Objective:
From the listing that follows, extract every line and set it down unaltered.

Data provided:
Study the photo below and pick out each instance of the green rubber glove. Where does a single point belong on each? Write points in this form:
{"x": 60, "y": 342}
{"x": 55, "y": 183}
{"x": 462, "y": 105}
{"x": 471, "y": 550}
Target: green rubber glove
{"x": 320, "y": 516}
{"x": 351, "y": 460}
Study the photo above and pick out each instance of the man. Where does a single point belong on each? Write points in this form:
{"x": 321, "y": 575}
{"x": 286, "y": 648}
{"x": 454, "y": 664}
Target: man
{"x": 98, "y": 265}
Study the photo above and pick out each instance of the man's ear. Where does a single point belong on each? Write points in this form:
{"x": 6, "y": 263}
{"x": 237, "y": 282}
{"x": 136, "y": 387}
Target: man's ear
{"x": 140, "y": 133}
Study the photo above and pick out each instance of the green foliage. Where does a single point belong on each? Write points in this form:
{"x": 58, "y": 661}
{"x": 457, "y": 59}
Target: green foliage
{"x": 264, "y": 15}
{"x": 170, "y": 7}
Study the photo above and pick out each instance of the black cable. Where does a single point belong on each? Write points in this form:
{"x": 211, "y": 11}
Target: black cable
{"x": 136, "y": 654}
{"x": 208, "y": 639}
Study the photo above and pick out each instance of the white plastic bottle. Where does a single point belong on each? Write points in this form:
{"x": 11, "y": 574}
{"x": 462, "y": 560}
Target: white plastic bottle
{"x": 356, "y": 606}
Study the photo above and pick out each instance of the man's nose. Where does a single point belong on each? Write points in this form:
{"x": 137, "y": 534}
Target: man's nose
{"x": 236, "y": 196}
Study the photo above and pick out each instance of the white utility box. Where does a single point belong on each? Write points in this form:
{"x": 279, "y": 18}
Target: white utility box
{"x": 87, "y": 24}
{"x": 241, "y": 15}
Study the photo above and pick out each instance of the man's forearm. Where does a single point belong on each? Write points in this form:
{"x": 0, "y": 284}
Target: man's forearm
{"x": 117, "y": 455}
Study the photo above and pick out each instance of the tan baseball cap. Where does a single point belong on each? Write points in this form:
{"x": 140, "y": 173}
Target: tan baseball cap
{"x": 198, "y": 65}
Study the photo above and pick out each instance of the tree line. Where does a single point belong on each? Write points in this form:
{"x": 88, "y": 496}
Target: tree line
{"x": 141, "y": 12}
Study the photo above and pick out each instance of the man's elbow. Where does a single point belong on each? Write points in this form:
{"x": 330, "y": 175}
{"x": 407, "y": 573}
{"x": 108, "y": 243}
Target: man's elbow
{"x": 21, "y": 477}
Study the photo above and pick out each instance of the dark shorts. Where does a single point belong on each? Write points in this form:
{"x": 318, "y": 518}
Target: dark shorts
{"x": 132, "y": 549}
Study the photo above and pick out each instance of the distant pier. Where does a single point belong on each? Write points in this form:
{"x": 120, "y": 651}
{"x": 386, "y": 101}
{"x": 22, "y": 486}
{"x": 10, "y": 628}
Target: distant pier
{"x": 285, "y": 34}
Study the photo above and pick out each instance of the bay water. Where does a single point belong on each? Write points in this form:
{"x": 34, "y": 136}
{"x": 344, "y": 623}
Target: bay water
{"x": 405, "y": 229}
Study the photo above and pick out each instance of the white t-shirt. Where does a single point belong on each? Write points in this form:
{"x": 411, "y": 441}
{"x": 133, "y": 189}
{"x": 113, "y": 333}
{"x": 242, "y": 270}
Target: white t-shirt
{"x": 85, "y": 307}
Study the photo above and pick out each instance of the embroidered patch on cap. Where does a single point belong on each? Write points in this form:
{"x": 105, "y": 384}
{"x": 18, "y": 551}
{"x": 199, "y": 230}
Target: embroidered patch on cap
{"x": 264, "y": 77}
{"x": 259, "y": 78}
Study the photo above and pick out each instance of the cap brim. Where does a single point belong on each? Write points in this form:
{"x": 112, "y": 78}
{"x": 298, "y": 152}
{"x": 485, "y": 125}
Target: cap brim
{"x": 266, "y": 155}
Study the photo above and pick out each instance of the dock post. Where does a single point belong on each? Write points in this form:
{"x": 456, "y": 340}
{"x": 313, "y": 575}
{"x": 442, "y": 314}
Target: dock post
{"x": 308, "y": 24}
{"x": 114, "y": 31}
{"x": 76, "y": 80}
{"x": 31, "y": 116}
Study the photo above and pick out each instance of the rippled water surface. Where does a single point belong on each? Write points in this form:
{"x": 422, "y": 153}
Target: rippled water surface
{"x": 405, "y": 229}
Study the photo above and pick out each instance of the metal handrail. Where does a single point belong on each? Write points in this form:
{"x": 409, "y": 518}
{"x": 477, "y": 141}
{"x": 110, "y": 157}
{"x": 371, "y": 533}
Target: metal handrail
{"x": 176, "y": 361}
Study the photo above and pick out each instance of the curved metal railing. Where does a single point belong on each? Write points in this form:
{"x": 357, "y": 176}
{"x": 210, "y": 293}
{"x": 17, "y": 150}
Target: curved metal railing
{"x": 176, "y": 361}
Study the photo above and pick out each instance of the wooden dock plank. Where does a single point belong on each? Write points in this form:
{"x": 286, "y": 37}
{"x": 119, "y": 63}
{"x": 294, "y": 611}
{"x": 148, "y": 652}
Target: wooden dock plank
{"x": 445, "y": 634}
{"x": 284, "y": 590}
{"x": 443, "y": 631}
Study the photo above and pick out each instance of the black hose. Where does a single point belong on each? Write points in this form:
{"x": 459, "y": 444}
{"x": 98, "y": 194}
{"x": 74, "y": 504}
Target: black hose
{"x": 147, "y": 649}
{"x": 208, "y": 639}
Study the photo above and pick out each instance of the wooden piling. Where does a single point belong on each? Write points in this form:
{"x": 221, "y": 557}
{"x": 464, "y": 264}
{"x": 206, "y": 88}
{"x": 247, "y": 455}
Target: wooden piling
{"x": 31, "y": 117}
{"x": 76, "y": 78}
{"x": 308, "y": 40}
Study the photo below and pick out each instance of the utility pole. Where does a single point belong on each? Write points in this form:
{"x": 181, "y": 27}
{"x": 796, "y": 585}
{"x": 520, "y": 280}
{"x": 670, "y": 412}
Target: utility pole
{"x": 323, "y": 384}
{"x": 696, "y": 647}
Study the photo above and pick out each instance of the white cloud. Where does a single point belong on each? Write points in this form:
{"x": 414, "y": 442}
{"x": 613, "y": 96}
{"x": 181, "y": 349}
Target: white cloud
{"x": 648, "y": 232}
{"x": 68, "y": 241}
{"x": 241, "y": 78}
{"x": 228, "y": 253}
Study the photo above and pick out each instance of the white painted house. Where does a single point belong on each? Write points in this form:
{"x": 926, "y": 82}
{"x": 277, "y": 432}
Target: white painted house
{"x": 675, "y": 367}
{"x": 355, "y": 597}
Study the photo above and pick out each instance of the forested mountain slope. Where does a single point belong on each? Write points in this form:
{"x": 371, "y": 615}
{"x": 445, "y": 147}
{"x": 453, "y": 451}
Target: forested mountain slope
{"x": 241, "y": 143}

Written solution:
Study the photo below and pick out each instance of the green rubber glove. Where does a single point belong on each? Write points in this form:
{"x": 60, "y": 342}
{"x": 55, "y": 183}
{"x": 462, "y": 105}
{"x": 471, "y": 550}
Target: green rubber glove
{"x": 320, "y": 516}
{"x": 351, "y": 460}
Study the photo above and pick out each instance of the man. Where does a single point belong on each? Write points in this form:
{"x": 321, "y": 575}
{"x": 286, "y": 648}
{"x": 454, "y": 664}
Target: man
{"x": 98, "y": 265}
Study the photo above and pick out each instance of the man's ear. Where does a single point belong on each? Write points in this form:
{"x": 6, "y": 263}
{"x": 237, "y": 282}
{"x": 136, "y": 387}
Target: man's ear
{"x": 140, "y": 133}
Study the photo above and pick out each instance of the green foliage. Where does a single point belong on each? Write points in this form:
{"x": 58, "y": 661}
{"x": 457, "y": 59}
Target: green foliage
{"x": 264, "y": 15}
{"x": 170, "y": 7}
Study the photo above and pick out each instance of the black cable. Where does a single point belong on each? Write points in this form:
{"x": 211, "y": 11}
Target: black cable
{"x": 136, "y": 654}
{"x": 208, "y": 639}
Study the photo above and pick out each instance of the white plastic bottle. Where does a single point belong on each? Write points in this form:
{"x": 11, "y": 574}
{"x": 462, "y": 560}
Target: white plastic bottle
{"x": 356, "y": 606}
Study the photo above and pick out each instance of the man's nose. Where does a single point belong on each? Write points in this form:
{"x": 137, "y": 534}
Target: man's nose
{"x": 236, "y": 196}
Study the photo above and pick out each instance of the white utility box. Where does a single point belong on each? Write points in this form:
{"x": 279, "y": 18}
Target: white utility box
{"x": 87, "y": 24}
{"x": 241, "y": 15}
Study the photo above and pick out each instance of the man's forearm. Where does a single point belong on each? Write points in this form:
{"x": 0, "y": 284}
Target: man's forearm
{"x": 117, "y": 455}
Study the photo above and pick out each instance of the tan baseball cap. Where does a single point belong on each? Write points in this form:
{"x": 140, "y": 173}
Target: tan baseball cap
{"x": 198, "y": 65}
Study the photo above and pick out each instance of the tree line. Where does a single point belong on each? Write points in this form:
{"x": 88, "y": 496}
Target: tree line
{"x": 141, "y": 12}
Study the photo above and pick out each instance of the man's elbow. Where does a single point belong on each? Write points in this form:
{"x": 330, "y": 175}
{"x": 407, "y": 573}
{"x": 108, "y": 243}
Target: man's elbow
{"x": 21, "y": 477}
Study the photo above and pick out each instance of the dark shorts. Where does a single point belong on each? Write points in this form:
{"x": 318, "y": 518}
Target: dark shorts
{"x": 132, "y": 549}
Study the photo above and pick out each instance of the distant pier. Where does a single point belong on each? Write points in this form:
{"x": 120, "y": 651}
{"x": 386, "y": 101}
{"x": 22, "y": 486}
{"x": 10, "y": 628}
Target: distant pier
{"x": 285, "y": 34}
Study the photo above and pick out each instance of the bay water. Where does a single point belong on each? Write points in this form:
{"x": 34, "y": 136}
{"x": 344, "y": 623}
Target: bay water
{"x": 405, "y": 229}
Study the photo above and pick out each instance of the white t-shirt. Where does a single point belong on each? Write points in this form:
{"x": 411, "y": 441}
{"x": 133, "y": 189}
{"x": 113, "y": 333}
{"x": 242, "y": 270}
Target: white t-shirt
{"x": 85, "y": 307}
Study the photo above and pick out each instance of the embroidered patch on cap. Where does a single point belong on each? Write points in this form:
{"x": 105, "y": 384}
{"x": 18, "y": 551}
{"x": 199, "y": 230}
Target: embroidered patch on cap
{"x": 264, "y": 77}
{"x": 259, "y": 78}
Study the photo above and pick out each instance of the cap brim. Where does a single point belong on each? Write points in this form:
{"x": 112, "y": 78}
{"x": 298, "y": 152}
{"x": 485, "y": 125}
Target: cap brim
{"x": 266, "y": 155}
Study the photo above and pick out each instance of the dock post. Where does a single point belong on each? Write points in this form:
{"x": 456, "y": 340}
{"x": 313, "y": 575}
{"x": 442, "y": 314}
Target: dock post
{"x": 308, "y": 24}
{"x": 114, "y": 31}
{"x": 76, "y": 80}
{"x": 31, "y": 116}
Study the photo above and pick out each instance of the rippled water surface. Where does a single point belong on each? Write points in this form:
{"x": 422, "y": 153}
Target: rippled water surface
{"x": 405, "y": 229}
Study the photo above and pick out each instance of the metal handrail. Where does a single point belong on each? Write points in this form:
{"x": 409, "y": 518}
{"x": 477, "y": 141}
{"x": 110, "y": 157}
{"x": 371, "y": 533}
Target: metal handrail
{"x": 176, "y": 361}
Study the photo above and pick out each instance of the curved metal railing. Where does a single point belong on each? Write points in this form:
{"x": 357, "y": 176}
{"x": 210, "y": 293}
{"x": 17, "y": 150}
Target: curved metal railing
{"x": 176, "y": 361}
Study the photo above and pick out each instance of the wooden dock plank. Where does a single point belong on each? Write points in this form:
{"x": 286, "y": 37}
{"x": 119, "y": 63}
{"x": 294, "y": 611}
{"x": 148, "y": 652}
Target: wooden dock plank
{"x": 445, "y": 634}
{"x": 284, "y": 590}
{"x": 443, "y": 631}
Study the photo above and pick out each instance of the black hose. Where does a single point belong on each? Write points in this form:
{"x": 459, "y": 444}
{"x": 98, "y": 194}
{"x": 74, "y": 504}
Target: black hose
{"x": 147, "y": 649}
{"x": 208, "y": 639}
Study the photo above and pick out each instance of the wooden piling. Where does a single point belong on each? Write points in this form:
{"x": 221, "y": 557}
{"x": 464, "y": 264}
{"x": 206, "y": 88}
{"x": 247, "y": 455}
Target: wooden piling
{"x": 31, "y": 117}
{"x": 76, "y": 78}
{"x": 308, "y": 40}
Study the photo below and pick out each instance of the utility pole. Where does a single point belong on each? Write points in this form:
{"x": 181, "y": 27}
{"x": 796, "y": 585}
{"x": 520, "y": 280}
{"x": 670, "y": 412}
Target: utility pole
{"x": 323, "y": 384}
{"x": 696, "y": 647}
Study the photo above and pick out each instance of the white cloud. Where does a single point belong on each? Write points in this form:
{"x": 414, "y": 442}
{"x": 613, "y": 96}
{"x": 181, "y": 349}
Target: white cloud
{"x": 648, "y": 232}
{"x": 68, "y": 241}
{"x": 241, "y": 78}
{"x": 228, "y": 253}
Study the photo above and pick out each instance of the white painted house. Where does a single point belong on each? Write points in this form:
{"x": 926, "y": 82}
{"x": 277, "y": 432}
Target: white painted house
{"x": 675, "y": 367}
{"x": 355, "y": 597}
Study the photo above and pick out each instance of the forested mountain slope. Where does a single point belong on each? Write points in this form:
{"x": 371, "y": 615}
{"x": 445, "y": 147}
{"x": 453, "y": 451}
Target: forested mountain slope
{"x": 241, "y": 143}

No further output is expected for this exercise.